If a line holds the word "small", copy it from the entries.

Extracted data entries

* * *

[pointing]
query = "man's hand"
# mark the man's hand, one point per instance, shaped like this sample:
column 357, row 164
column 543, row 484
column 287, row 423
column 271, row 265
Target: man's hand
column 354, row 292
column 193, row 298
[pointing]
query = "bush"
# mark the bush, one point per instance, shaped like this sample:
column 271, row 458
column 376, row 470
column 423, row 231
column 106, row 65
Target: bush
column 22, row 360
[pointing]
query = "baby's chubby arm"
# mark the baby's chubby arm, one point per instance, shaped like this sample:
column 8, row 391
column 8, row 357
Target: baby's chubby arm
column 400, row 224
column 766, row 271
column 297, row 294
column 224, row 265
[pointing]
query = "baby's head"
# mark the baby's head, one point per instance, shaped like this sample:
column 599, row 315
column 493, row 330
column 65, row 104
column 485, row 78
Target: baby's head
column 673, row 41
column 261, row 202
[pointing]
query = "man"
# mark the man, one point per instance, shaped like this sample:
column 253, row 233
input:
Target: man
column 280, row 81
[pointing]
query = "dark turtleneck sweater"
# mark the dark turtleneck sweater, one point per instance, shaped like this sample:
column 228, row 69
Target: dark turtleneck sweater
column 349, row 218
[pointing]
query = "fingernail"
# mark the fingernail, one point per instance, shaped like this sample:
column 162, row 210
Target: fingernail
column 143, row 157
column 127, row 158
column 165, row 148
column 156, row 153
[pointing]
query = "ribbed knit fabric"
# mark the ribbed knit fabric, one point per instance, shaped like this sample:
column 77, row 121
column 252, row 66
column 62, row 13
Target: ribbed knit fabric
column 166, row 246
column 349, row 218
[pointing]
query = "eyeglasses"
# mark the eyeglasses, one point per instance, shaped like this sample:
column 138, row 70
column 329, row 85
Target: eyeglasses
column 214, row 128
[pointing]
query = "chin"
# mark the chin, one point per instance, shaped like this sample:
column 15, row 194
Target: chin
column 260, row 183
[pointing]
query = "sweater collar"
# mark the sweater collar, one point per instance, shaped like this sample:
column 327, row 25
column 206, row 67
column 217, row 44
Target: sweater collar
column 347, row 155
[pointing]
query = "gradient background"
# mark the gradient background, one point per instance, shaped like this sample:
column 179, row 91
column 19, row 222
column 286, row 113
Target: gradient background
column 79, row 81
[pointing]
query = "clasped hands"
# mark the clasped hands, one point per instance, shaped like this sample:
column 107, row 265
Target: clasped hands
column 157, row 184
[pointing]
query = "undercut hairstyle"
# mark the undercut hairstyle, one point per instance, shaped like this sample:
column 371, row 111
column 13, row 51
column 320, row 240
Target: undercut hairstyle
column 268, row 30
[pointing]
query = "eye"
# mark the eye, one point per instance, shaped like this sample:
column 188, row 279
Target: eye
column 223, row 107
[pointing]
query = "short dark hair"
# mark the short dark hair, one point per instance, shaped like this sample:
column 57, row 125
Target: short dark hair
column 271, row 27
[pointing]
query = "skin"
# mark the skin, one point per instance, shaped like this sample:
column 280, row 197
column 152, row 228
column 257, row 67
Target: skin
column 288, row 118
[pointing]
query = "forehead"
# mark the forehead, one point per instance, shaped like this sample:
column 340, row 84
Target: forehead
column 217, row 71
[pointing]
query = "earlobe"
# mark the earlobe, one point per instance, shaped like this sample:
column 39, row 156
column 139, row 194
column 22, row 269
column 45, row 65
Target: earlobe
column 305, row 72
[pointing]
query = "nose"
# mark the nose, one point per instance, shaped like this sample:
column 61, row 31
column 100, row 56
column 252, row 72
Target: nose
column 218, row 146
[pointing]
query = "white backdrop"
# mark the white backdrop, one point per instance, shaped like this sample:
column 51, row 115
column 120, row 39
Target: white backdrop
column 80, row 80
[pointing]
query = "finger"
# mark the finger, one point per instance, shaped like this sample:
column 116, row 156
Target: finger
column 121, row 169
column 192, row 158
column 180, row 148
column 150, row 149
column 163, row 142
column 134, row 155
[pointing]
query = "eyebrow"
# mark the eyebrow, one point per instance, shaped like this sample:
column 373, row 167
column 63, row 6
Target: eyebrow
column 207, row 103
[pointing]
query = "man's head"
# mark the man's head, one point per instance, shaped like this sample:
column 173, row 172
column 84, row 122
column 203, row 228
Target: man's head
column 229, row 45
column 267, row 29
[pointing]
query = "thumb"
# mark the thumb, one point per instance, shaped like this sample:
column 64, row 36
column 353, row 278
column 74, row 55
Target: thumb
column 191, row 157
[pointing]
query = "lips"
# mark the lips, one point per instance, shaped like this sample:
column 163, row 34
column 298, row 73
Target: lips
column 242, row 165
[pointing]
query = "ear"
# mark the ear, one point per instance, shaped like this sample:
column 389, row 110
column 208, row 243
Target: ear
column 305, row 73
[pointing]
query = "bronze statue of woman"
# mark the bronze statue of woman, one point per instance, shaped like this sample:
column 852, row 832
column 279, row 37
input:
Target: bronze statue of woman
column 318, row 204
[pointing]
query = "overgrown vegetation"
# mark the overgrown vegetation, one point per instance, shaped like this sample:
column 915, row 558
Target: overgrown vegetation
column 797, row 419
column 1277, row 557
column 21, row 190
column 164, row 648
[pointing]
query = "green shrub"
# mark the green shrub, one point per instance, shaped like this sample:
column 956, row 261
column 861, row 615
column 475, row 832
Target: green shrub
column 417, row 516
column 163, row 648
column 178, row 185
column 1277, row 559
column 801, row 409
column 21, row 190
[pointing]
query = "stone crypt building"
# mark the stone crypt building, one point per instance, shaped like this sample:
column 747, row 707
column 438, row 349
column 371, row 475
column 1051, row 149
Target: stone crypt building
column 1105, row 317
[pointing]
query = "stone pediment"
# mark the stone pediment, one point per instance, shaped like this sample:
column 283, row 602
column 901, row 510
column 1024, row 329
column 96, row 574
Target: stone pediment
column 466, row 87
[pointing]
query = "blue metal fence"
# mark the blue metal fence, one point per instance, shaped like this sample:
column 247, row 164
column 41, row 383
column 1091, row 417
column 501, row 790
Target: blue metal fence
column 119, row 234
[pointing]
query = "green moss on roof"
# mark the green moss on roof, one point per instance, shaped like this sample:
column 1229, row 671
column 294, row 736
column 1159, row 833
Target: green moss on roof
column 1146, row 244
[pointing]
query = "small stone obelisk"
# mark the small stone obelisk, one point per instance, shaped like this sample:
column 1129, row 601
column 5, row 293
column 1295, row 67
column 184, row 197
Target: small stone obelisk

* * *

■ **Completed task**
query = "small stone obelisk"
# mark the small stone obelisk, one point per instance, shaped like this sample:
Target: small stone obelisk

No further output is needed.